# What the task requires
Restate word for word the lines from the one containing "Note to the class: point to the tall" through the end of the listing below, with both ends included.

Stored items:

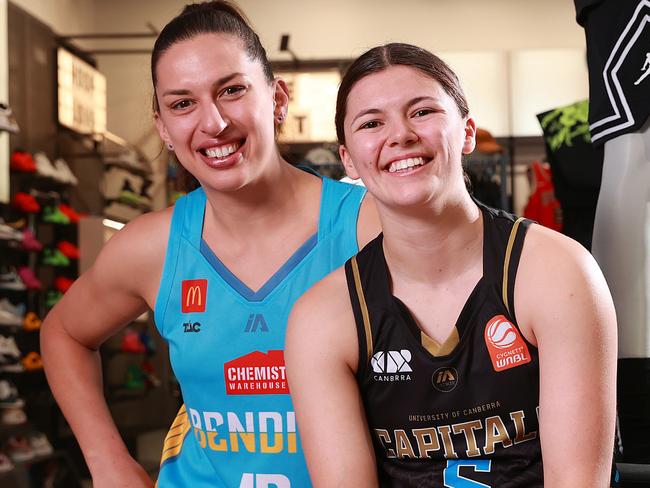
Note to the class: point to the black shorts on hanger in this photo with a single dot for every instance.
(618, 53)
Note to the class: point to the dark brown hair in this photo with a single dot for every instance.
(213, 17)
(397, 54)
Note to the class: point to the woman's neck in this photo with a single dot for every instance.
(435, 244)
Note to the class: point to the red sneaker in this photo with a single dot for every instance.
(23, 162)
(131, 342)
(26, 203)
(62, 283)
(29, 242)
(29, 278)
(68, 249)
(70, 213)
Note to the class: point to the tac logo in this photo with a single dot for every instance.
(191, 327)
(391, 361)
(444, 379)
(256, 322)
(256, 373)
(251, 480)
(505, 345)
(194, 294)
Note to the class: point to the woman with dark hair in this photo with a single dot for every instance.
(463, 347)
(220, 269)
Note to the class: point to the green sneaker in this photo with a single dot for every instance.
(54, 257)
(52, 297)
(54, 216)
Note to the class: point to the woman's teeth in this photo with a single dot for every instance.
(222, 151)
(405, 164)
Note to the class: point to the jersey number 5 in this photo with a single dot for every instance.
(451, 475)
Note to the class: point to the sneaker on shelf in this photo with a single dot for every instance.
(18, 449)
(121, 212)
(39, 444)
(26, 203)
(9, 233)
(13, 416)
(32, 361)
(29, 241)
(63, 172)
(52, 298)
(9, 279)
(134, 378)
(29, 278)
(54, 257)
(131, 342)
(62, 284)
(5, 463)
(19, 309)
(70, 212)
(7, 119)
(9, 355)
(53, 215)
(151, 380)
(68, 249)
(128, 158)
(9, 395)
(8, 318)
(23, 162)
(31, 322)
(44, 166)
(17, 224)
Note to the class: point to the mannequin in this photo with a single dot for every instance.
(618, 41)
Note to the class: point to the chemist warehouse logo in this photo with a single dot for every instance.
(504, 343)
(194, 294)
(256, 373)
(391, 365)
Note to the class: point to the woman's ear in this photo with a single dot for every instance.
(350, 169)
(162, 129)
(280, 100)
(469, 143)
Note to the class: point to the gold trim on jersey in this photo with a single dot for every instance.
(437, 349)
(506, 262)
(174, 439)
(363, 306)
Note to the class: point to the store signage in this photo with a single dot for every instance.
(82, 95)
(312, 106)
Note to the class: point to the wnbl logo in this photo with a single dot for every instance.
(391, 361)
(256, 322)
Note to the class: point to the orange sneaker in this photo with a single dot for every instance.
(31, 322)
(32, 361)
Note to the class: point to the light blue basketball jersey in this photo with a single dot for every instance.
(237, 428)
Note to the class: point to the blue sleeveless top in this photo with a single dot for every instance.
(237, 426)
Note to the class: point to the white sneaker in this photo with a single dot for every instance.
(13, 416)
(7, 120)
(44, 166)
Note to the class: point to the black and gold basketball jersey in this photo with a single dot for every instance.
(461, 414)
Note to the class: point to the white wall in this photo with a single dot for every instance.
(476, 37)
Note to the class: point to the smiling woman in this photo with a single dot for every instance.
(221, 270)
(463, 345)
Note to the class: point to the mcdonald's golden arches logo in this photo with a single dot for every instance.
(194, 295)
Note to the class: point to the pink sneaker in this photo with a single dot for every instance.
(30, 243)
(29, 278)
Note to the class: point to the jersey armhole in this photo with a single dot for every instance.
(361, 316)
(169, 266)
(511, 263)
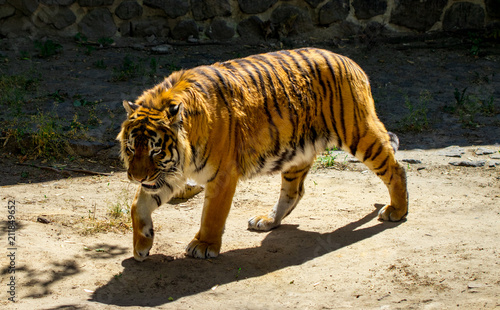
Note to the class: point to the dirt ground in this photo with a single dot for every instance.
(330, 253)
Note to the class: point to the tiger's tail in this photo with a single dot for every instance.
(394, 141)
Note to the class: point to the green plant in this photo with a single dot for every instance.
(105, 41)
(127, 70)
(468, 106)
(58, 96)
(80, 38)
(15, 88)
(48, 140)
(24, 55)
(88, 50)
(416, 119)
(100, 64)
(327, 159)
(475, 40)
(47, 48)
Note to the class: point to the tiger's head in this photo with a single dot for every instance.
(152, 146)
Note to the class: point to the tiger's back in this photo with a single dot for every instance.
(287, 106)
(273, 112)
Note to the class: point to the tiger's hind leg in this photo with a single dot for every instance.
(292, 190)
(379, 156)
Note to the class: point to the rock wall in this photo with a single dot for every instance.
(252, 20)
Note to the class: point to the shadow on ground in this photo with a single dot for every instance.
(162, 279)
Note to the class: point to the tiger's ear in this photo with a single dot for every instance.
(175, 113)
(130, 107)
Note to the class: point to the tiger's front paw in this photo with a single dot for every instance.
(389, 213)
(143, 242)
(262, 223)
(199, 249)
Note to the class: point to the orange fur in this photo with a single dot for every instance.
(261, 114)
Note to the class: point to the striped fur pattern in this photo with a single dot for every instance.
(260, 114)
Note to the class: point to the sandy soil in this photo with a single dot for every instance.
(330, 253)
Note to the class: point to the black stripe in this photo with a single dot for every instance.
(378, 152)
(288, 179)
(332, 99)
(369, 150)
(157, 199)
(215, 174)
(261, 63)
(273, 130)
(384, 162)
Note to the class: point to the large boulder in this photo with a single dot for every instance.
(463, 15)
(97, 24)
(418, 15)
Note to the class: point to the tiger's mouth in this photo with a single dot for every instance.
(155, 185)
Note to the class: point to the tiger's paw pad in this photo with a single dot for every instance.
(389, 213)
(199, 249)
(262, 223)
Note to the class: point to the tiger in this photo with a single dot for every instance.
(271, 112)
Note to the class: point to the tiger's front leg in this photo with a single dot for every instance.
(218, 198)
(143, 206)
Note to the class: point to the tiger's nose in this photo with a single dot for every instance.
(134, 178)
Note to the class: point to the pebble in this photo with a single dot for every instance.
(484, 151)
(412, 161)
(451, 151)
(162, 49)
(469, 163)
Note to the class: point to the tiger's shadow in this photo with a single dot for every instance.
(161, 279)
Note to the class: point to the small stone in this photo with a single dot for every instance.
(28, 7)
(451, 151)
(463, 15)
(128, 10)
(334, 11)
(493, 8)
(58, 2)
(412, 161)
(255, 6)
(365, 9)
(484, 151)
(162, 49)
(314, 3)
(153, 26)
(91, 3)
(469, 163)
(87, 148)
(98, 24)
(6, 11)
(185, 29)
(291, 20)
(60, 17)
(251, 29)
(219, 30)
(173, 8)
(419, 15)
(206, 9)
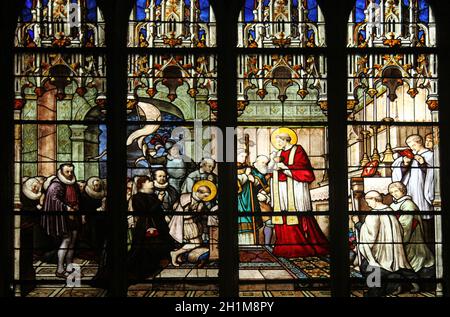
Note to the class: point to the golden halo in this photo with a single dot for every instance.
(279, 131)
(212, 187)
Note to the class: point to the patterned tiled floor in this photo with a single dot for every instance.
(258, 272)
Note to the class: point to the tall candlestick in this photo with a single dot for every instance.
(375, 107)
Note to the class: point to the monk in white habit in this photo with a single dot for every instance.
(187, 229)
(419, 255)
(416, 172)
(381, 245)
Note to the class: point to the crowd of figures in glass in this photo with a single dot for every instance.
(393, 151)
(282, 162)
(172, 164)
(60, 146)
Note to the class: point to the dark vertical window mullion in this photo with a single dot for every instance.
(116, 16)
(443, 51)
(336, 16)
(226, 17)
(9, 19)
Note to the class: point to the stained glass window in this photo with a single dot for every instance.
(172, 162)
(60, 150)
(393, 151)
(282, 152)
(281, 23)
(395, 23)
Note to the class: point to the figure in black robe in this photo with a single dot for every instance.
(30, 199)
(91, 202)
(148, 250)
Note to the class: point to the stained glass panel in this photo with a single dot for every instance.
(60, 153)
(172, 23)
(179, 87)
(60, 23)
(281, 23)
(393, 23)
(282, 88)
(393, 88)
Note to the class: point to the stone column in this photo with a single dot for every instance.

# Correct answer
Note to the class: point to the tall candlestick in this photo with a single dot for every instance.
(375, 107)
Note to the class: point to the monk in white habit in this photo with a single dot for every instance.
(187, 229)
(419, 255)
(416, 172)
(381, 245)
Note to the class: point to the crowd of figures in glass in this photo with a single dot for every instance.
(393, 151)
(282, 162)
(172, 164)
(60, 146)
Note to the class: point to the dark vertical window mullion in this photo with a single dot for every instance.
(116, 16)
(443, 51)
(336, 16)
(226, 17)
(9, 19)
Note to the class: point to the stained glass window in this photo with a single dot for every instance.
(172, 162)
(60, 150)
(393, 151)
(282, 152)
(281, 23)
(395, 23)
Note to the class: point to the figure in black robe in this photo with a single dot for every instance.
(30, 199)
(91, 202)
(148, 250)
Note to the class: point to the stained glass panel in this photo with a single dot for every instance.
(60, 153)
(172, 23)
(179, 87)
(60, 23)
(281, 23)
(393, 23)
(282, 88)
(393, 88)
Note to the class: point to the stone column in this photo with a single dot for every instance.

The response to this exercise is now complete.